## Text shown
---
MAJOR GARRETT: And we are back with our panel. Ed O'Keefe, there are obligations Congress has earlier in the New Year and then their intentions. I would say infrastructure is an intention.
 
ED O'KEEFE: Yeah.
 
MAJOR GARRETT: Entitlement reform is an intention. Obligations are fund the government, deal with DACA, resolve something that increases defense spending along the lines of President Trump wants and has obsessively advertised but not yet achieved, and then what do you do on the domestic side of the ledger and we saw that teased out in this panel as well, very tough lines to be drawn there. Help our audience to understand what are some of the markers, the deadlines, and what are some of the things to watch for?
 
ED O'KEEFE: Well, the first one--
 
MAJOR GARRETT: Can you let us know if things are going to come together or remain (INDISTINCT)?
 
ED O'KEEFE: Yeah. I think January nineteenth again, the next potential shutdown date is a good marker of how quickly they either want to get their unfinished business done or continue to have those fights.
 
MAJOR GARRETT: Do you think that's going to be a time where the budget's going to be is that going to be another month continuing resolution to find more time to negotiate and try to work with us?
 
ED O'KEEFE: If one of my resolutions in 2017 was to not make too many predictions based on the success of 2016, I'd say the only thing I'd say is if you don't get it done by January nineteenth, use the President's Day Recess as the next potential marker. So maybe it spills another month. But you got a lot of things there. You've got, again, the DACA situation. You've got a budget caps or-- or how much more will you raise spending by the government. There's a host of other things, issues with the Children's Health Insurance Program that's running out of money in several states. And then as Mark Meadows was floating the idea that you might extend permanently those individual tax cuts, do you use this bill as another way to get that done? Because there's only so many vehicles that sort of leave the station, as we like to say--
 
MAJOR GARRETT: Right.
---
## Task list
(a) Based on the panel transcript:
(i) What date does Ed O'Keefe give as the next potential shutdown date?
(ii) Which program does he say is running out of money in several states?
(iii) Who floated the idea of permanently extending the individual tax cuts?
(b) In the records, between the line holding "compact form (144,75)." and the end of the records, inclusive, what do those lines read with "beech tree" changed to "oak tree" and nothing else altered?
---
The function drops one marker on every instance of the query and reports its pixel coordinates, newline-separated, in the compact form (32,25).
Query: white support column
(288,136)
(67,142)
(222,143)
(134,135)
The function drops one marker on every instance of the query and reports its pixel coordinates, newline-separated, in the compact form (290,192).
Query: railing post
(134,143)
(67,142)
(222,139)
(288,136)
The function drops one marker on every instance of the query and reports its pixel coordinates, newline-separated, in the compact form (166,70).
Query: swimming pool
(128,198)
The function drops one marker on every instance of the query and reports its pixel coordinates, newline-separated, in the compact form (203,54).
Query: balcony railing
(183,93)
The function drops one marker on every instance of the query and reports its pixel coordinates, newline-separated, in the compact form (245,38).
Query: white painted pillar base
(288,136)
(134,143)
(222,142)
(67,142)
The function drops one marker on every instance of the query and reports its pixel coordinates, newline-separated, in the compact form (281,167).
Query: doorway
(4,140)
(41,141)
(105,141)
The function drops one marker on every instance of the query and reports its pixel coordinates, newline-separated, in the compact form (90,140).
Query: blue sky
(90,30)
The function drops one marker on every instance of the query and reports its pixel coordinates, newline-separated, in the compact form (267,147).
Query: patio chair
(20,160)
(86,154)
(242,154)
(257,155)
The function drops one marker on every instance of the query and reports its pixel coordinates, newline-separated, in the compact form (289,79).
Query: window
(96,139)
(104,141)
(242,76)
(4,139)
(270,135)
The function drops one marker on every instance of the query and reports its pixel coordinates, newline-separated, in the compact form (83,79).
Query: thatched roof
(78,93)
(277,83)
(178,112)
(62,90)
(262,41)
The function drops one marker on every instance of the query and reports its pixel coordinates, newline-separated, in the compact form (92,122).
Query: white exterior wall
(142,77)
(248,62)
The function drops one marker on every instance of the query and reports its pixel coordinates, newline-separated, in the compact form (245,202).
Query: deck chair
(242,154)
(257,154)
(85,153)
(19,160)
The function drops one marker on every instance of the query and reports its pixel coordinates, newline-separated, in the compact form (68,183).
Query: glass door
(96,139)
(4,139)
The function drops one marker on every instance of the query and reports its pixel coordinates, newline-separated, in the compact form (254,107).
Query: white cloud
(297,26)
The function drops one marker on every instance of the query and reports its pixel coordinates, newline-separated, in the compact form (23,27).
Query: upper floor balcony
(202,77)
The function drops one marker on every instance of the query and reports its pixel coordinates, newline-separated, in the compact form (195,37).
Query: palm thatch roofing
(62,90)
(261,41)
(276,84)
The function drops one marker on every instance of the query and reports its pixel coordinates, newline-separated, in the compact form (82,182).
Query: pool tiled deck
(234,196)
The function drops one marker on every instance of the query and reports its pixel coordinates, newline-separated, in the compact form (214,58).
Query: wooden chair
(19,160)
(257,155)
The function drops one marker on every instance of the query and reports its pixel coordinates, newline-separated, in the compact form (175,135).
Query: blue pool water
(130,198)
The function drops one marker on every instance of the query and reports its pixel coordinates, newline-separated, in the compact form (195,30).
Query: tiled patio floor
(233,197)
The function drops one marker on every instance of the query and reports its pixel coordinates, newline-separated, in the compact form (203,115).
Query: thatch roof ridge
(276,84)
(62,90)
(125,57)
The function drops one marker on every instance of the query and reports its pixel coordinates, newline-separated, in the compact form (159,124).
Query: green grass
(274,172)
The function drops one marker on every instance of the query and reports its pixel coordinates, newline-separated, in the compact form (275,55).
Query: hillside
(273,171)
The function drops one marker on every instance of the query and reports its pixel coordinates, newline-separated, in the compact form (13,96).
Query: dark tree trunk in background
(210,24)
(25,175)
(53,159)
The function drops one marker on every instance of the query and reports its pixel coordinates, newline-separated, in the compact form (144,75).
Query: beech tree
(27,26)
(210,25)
---
## Expected responses
(a)
(i) January nineteenth
(ii) The Children's Health Insurance Program
(iii) Mark Meadows

(b)
The function drops one marker on every instance of the query and reports its pixel coordinates, newline-separated, in the compact form (144,75).
Query: oak tree
(27,26)
(210,25)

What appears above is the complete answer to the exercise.